**EXERCISE:** Please write out the records exactly.

Top of DATA RECORDS

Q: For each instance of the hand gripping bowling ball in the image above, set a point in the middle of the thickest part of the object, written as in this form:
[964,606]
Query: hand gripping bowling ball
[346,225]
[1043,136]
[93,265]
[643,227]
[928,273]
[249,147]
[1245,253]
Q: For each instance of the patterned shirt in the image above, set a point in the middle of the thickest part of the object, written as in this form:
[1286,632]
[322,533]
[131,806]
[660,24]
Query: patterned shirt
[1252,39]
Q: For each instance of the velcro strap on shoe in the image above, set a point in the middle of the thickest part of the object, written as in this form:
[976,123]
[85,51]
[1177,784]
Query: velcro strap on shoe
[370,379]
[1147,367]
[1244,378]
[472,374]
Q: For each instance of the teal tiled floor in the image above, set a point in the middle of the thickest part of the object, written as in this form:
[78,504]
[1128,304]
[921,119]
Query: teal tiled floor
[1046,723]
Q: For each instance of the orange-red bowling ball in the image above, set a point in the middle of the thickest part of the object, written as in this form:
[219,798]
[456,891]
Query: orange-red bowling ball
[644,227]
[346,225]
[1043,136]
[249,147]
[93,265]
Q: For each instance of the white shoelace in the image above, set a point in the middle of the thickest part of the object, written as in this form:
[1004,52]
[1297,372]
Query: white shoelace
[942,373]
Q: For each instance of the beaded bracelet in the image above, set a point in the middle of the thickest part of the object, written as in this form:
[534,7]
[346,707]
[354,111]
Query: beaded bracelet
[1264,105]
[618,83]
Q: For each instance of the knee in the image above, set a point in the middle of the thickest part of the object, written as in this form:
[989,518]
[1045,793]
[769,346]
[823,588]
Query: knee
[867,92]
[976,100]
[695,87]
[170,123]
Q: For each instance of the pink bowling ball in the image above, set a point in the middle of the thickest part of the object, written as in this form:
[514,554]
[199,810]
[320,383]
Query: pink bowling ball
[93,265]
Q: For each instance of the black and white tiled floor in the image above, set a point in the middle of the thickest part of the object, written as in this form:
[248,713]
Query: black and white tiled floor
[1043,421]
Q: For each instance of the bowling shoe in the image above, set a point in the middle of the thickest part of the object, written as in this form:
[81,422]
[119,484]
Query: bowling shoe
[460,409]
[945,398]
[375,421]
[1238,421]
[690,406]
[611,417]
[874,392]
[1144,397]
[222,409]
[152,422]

Bottom of DATA RECORDS

**ANSWER BELOW:**
Q: For each instance of the hand gripping bowling ball in the image above, set a point in the middle of the thickest part of the object, written as in this form:
[964,606]
Query: hand gripping bowling ball
[346,225]
[1043,136]
[93,265]
[643,227]
[928,273]
[249,147]
[1245,253]
Q: For each instance of the patterned shirt in the image above, set a point in the middle of the thickest part of the object, written as in this form:
[1286,632]
[322,533]
[131,806]
[660,24]
Query: patterned shirt
[1252,39]
Q: For each instance of the velcro strap on shoe in the image above, set a point in the middle of the thickest part of the object, written as in this form:
[976,123]
[85,51]
[1177,784]
Query: velcro strap on shoe
[370,379]
[1147,367]
[1244,378]
[472,374]
Q: For each instance of the teal tiled floor in the image above, set a point in the middle of the thickest part of the object, written as in this form:
[78,504]
[1128,304]
[921,119]
Query: teal tiled floor
[1046,723]
Q: For each instance of the orange-red bowling ball in the image above, set a point in the middle of the thickest part of the object, written as in this form:
[219,798]
[456,891]
Query: orange-red bowling ball
[644,227]
[346,225]
[1043,136]
[249,147]
[93,265]
Q: For each instance of the white shoelace in the image above, set a point in the middle of the thickest part of the object, written as in this form:
[1004,52]
[1297,372]
Query: white shoelace
[942,373]
Q: For each instance of the beaded bracelet in the image above, set a point in the middle of the thickest part of the object, written as in this form:
[534,7]
[346,707]
[354,111]
Query: beaded bracelet
[1264,105]
[618,83]
Q: For each instance of the knee in the image above, set a point in the middle of the thickest part of the object, written as in this form:
[989,518]
[1045,793]
[769,346]
[823,588]
Query: knee
[867,92]
[976,100]
[695,87]
[170,123]
Q: For each instance of the pink bowling ball in the image above, set a point in the middle of the thickest part of the object, written as in this form:
[514,554]
[199,810]
[320,383]
Query: pink bowling ball
[93,265]
Q: For each instance of the black and white tiled floor in the image above, set a point in the middle of the thickest part of the object, written as in this form:
[248,713]
Query: black and white tiled floor
[1043,421]
Q: For each instance of the bowling shoe in the image above, set a point in the middle of the thickest part of the object, written as in this form:
[81,422]
[119,484]
Query: bowling shoe
[460,409]
[945,398]
[375,421]
[1238,421]
[690,406]
[611,417]
[874,392]
[1144,397]
[222,409]
[152,422]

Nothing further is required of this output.